Excerpt provided:
········
Most of the milk (and milk products like ice cream, yogurt and cheese) sold in the United States is pasteurized. Pasteurization kills bacteria present in raw milk by heating it to a specific temperature for a prescribed period. This process, developed in 1864 by Louis Pasteur, helps reduce the threat of many foodborne illnesses, such as tuberculosis, diphtheria and typhoid fever.
Some of the harmful bacteria that can be present in milk include E. coli, listeria, salmonella and campylobacter, all of which can lead to illness, hospitalization and even death. Public health officials consider pasteurization one of the most significant developments when it comes to preventing these types of diseases and deaths.
Pasteurization isn't selective, though: It kills good bacteria along with the bad. That's one of the main arguments in support of raw milk. The U.S. Food and Drug Administration (FDA), the U.S. Centers for Disease Control and Prevention (CDC) and public health officials maintain that most of the nutrition in milk remains intact after pasteurization, and that the benefits of pasteurizing milk outweigh any losses. Raw milk advocates, though, disagree and say that modern pasteurization destroys the valuable health benefits and alters the texture and flavor of milk.
Sally Fallon, the founding president of the Weston A. Price Foundation, the largest U.S. organization in support of raw milk, notes that pasteurization was introduced to make milk safe in the late 19th century, when dairy production became more urban, safe practices were inconsistent and most people didn't have refrigerators. Today's sanitation practices, such as refrigerated tanks and trucks, make milk safer than it was then.
"You could justify pasteurization when milk was produced in the 1880s in inner cities when people didn't have refrigeration and things were very unclean. It doesn't make sense today when we have everything we need to produce milk safely," she says.
········
Annotated photo localization data
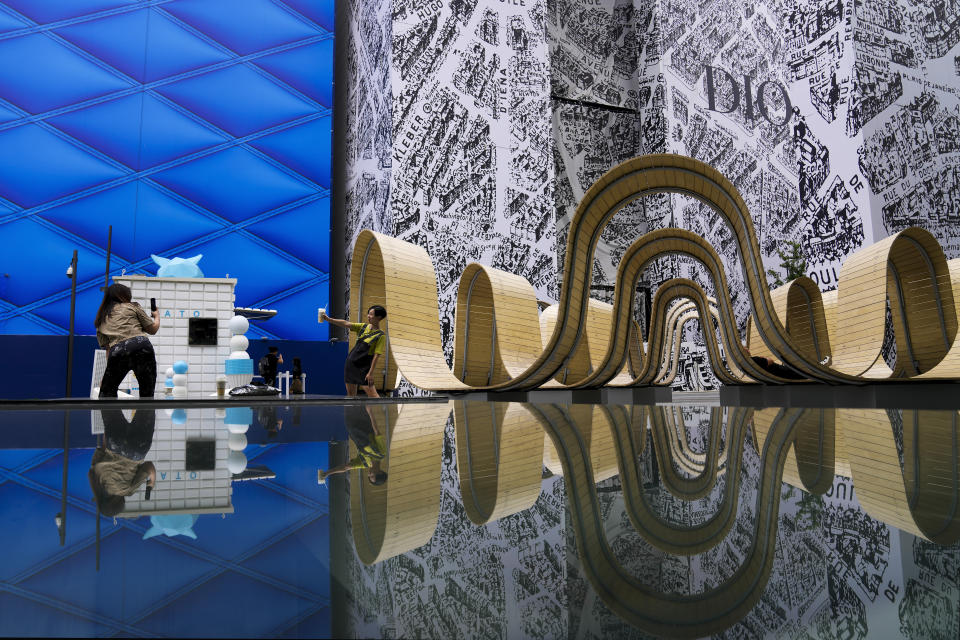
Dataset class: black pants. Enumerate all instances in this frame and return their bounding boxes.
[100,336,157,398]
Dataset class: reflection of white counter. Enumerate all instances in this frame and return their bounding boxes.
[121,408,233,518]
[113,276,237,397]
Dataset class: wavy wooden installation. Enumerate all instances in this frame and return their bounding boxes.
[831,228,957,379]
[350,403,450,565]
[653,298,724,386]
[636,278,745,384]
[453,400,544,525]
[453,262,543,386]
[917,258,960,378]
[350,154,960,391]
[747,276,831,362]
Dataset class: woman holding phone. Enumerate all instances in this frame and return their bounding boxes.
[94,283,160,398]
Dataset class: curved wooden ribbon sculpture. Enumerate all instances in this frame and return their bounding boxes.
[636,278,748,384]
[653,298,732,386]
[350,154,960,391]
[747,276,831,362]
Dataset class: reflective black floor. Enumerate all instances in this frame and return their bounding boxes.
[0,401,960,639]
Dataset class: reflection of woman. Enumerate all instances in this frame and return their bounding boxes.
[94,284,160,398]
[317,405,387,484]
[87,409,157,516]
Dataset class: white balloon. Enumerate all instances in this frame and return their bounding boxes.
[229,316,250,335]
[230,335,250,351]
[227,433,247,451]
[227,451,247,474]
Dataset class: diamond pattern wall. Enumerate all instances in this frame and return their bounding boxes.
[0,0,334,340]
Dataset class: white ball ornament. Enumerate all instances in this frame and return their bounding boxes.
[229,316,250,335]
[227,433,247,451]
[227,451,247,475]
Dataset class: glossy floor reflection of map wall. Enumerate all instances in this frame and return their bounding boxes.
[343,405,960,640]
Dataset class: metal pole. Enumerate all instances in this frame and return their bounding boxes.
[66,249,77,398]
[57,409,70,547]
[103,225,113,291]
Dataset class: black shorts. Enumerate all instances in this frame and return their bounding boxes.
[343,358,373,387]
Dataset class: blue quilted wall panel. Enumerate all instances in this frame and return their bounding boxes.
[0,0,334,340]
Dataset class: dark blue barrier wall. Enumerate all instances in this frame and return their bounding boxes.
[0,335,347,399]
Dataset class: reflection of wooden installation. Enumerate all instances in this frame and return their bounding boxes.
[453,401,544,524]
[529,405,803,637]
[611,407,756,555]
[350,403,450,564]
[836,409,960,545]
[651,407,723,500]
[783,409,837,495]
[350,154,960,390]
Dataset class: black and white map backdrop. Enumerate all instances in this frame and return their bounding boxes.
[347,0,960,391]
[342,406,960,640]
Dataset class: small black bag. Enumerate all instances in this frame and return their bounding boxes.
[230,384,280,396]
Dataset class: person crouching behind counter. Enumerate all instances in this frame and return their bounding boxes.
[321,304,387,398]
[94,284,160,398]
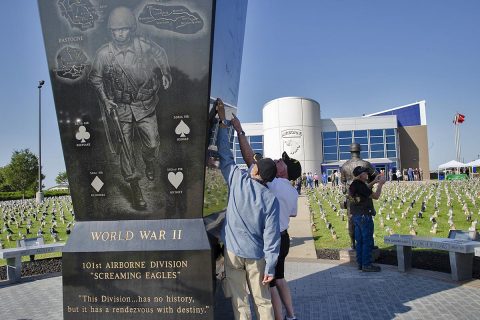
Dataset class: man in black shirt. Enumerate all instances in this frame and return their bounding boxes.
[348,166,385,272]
········
Task details: Output the passage on milk pasteurization from "Some of the" to "diseases and deaths.", copied word for word.

Solution below:
Some of the harmful bacteria that can be present in milk include E. coli, listeria, salmonella and campylobacter, all of which can lead to illness, hospitalization and even death. Public health officials consider pasteurization one of the most significant developments when it comes to preventing these types of diseases and deaths.